Passage -
..............................
Each node writes structured results (pass/fail, confidence, references) and drops artifacts into the correct object store prefix. The scheduler picks up retries, periodic re-screening, and cleanup.

5) Decision and handoff

When the flow is completed, the identity verification platform records a decision and either creates a new subject profile with provenance and timestamps or updates an existing one according to the policy. 

Downstream systems receive the outcome through webhooks, events, or a pull API together with the minimal attributes they need to grant or deny user access. If further access is granted, the platform can also record the authenticator ceremony that was used at that moment (for example, a selfie match against the enrollment portrait or a hardware-backed factor) so the evidence file shows what actually happened at release time.

6) Storage, retention, and redaction

Identity platforms ensure data governance, privacy, protection with data encryption and secure storage in line with GDPR, SOC 2, and ISO 27001, as well as configurable data retention policies.

Artifacts are stored in clearly separated layers:

  • Binary evidence (images, video liveness) lives in object storage with prefixes that group content by sessions, persons, and workflows.

  • Decisions and metadata live in a database.

  • Biometric templates live in a vector store with strict access control.

Retention timers, redaction jobs, and backup targets are all in config, which matters when AML teams or prosecutors ask for evidence.

There are also ongoing maintenance operations: cleanup, archival, routine re-verification, and long-running tasks can be scheduled for execution on a regular basis.

The main benefits of an IDV platform

We’ve already looked at the pros and cons of choosing between SDKs and an identity platform. This section is slightly different. These benefits stand on their own and apply even when you already use SDKs well, because they come from running identity verification as a managed system with workflows, records, and governance around it.

Benefits of an identity platform

Artifact-backed fraud reduction

Fraud teams often need more than a yes/no verdict. They need the full verification record for a session: document authentication signals, NFC chip outputs where available, liveness results, face match scores, watchlist hits, and the context of the decision, all in one place and easy to retrieve.

When those elements are tied to one subject record with timestamps and integrity protections, attackers have a harder time replaying captured materials or manipulating support through partial evidence. It also makes a real difference in disputes, because chargeback cases and identity theft investigations usually depend on showing exactly what checks were run and what the system saw at the time.
..............................
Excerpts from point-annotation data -

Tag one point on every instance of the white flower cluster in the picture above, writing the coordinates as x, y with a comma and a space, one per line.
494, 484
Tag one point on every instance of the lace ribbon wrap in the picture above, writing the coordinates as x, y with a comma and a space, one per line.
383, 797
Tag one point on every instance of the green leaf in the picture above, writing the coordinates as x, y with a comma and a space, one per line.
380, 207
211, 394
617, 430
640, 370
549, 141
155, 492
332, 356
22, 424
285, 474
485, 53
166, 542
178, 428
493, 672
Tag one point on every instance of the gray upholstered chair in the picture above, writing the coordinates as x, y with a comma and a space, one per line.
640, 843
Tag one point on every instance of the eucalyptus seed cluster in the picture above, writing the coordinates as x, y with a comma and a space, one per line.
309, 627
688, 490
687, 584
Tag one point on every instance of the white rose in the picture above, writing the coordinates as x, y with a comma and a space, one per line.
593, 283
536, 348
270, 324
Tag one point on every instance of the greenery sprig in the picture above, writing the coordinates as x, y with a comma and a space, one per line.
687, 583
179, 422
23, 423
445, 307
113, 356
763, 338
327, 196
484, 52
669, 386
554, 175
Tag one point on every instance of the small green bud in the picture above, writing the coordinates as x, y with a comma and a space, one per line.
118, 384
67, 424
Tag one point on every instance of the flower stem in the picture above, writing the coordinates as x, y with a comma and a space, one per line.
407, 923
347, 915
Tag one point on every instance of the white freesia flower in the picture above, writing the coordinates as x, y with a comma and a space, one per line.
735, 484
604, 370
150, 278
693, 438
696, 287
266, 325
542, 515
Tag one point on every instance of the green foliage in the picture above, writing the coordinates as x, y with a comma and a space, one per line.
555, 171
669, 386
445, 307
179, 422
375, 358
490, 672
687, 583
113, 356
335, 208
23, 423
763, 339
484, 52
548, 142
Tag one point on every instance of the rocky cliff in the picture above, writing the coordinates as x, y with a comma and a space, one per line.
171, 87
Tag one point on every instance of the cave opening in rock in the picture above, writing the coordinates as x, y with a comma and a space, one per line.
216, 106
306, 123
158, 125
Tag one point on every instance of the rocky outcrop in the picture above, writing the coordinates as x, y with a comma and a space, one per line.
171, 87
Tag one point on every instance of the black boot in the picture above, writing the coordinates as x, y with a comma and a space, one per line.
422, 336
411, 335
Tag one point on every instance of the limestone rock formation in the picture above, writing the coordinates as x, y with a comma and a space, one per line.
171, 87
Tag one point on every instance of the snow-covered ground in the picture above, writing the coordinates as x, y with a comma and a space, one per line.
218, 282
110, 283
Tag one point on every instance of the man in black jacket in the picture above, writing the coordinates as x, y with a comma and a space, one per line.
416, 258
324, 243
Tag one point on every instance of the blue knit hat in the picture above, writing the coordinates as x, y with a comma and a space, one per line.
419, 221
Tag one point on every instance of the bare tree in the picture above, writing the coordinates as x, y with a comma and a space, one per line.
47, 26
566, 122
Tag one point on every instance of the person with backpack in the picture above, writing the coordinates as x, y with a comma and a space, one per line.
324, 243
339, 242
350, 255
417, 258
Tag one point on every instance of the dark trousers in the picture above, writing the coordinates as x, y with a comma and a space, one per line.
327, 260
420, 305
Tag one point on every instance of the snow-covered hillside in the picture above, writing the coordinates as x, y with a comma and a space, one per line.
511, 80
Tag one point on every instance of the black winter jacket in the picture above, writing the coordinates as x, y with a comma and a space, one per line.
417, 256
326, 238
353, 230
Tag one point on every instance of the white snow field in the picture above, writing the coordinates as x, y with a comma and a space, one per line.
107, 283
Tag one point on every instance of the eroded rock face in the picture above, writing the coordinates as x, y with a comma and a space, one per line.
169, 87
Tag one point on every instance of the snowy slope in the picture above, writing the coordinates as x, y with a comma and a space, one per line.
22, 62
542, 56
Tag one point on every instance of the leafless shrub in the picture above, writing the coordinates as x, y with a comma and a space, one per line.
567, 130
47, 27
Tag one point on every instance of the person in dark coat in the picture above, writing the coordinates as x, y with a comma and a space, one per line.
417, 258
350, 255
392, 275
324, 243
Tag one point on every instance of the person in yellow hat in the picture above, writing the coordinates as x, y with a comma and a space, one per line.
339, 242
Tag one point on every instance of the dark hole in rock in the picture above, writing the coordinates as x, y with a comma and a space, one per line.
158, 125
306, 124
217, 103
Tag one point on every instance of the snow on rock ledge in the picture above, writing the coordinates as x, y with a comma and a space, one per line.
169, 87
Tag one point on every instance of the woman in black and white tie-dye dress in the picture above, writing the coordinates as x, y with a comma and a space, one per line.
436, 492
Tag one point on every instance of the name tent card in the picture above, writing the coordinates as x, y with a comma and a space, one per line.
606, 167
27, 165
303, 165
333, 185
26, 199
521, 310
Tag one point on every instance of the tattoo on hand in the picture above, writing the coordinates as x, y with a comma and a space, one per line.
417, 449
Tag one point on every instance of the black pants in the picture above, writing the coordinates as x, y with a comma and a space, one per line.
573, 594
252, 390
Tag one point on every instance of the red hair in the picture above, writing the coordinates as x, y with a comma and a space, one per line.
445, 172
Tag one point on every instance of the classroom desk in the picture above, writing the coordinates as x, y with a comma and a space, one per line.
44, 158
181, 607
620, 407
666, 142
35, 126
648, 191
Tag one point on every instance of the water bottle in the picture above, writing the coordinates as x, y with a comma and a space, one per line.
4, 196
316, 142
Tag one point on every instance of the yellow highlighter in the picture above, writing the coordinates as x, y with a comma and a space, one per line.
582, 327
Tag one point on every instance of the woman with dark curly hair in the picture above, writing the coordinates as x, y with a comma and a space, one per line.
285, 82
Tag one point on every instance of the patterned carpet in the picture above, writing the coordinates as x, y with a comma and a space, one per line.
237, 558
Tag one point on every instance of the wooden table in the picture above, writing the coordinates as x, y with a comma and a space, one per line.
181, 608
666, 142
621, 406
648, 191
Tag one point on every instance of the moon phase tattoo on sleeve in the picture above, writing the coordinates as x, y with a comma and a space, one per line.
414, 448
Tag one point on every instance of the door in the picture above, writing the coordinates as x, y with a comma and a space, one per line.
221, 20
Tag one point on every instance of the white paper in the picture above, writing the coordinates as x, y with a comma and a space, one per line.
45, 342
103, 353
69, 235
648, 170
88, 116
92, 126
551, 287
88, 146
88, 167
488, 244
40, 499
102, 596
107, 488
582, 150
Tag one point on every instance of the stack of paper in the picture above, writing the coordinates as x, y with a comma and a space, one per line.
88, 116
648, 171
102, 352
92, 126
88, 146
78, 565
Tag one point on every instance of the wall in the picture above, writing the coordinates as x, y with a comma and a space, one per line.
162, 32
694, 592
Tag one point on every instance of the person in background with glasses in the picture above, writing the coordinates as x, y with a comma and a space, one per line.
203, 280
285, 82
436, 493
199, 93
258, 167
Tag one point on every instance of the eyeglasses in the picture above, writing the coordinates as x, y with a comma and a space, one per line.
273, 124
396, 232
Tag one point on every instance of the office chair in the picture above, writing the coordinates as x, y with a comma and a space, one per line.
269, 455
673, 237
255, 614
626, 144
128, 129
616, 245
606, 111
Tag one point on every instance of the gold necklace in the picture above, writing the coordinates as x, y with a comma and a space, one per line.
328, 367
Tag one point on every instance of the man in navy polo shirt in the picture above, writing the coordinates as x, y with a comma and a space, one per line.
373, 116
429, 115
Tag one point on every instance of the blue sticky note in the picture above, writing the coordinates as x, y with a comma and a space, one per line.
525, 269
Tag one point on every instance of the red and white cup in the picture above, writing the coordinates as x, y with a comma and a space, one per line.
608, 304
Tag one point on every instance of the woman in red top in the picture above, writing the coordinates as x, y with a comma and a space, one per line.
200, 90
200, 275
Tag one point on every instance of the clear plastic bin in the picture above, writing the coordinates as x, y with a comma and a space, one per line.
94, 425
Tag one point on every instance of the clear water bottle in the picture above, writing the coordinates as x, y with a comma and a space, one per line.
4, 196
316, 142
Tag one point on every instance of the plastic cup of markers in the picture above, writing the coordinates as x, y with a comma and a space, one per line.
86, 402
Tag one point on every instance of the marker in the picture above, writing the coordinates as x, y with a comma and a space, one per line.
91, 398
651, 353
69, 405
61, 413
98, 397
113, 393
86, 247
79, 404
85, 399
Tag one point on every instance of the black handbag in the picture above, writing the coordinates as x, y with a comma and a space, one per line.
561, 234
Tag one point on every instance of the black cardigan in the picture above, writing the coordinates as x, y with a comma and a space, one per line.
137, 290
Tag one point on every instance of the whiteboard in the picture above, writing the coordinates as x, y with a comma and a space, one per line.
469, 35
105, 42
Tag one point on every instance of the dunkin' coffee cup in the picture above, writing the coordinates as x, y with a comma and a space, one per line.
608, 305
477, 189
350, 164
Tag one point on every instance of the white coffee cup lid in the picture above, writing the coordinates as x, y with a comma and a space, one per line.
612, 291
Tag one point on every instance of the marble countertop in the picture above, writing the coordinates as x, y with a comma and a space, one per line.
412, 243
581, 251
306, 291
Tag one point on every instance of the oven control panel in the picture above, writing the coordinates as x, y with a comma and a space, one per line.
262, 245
..............................
Instruction - Rewrite the passage on identity verification platforms, starting at "Fraud teams often" and ending at "easy to retrieve.", with "liveness results" changed to "liveness outcomes".

Response -
Fraud teams often need more than a yes/no verdict. They need the full verification record for a session: document authentication signals, NFC chip outputs where available, liveness outcomes, face match scores, watchlist hits, and the context of the decision, all in one place and easy to retrieve.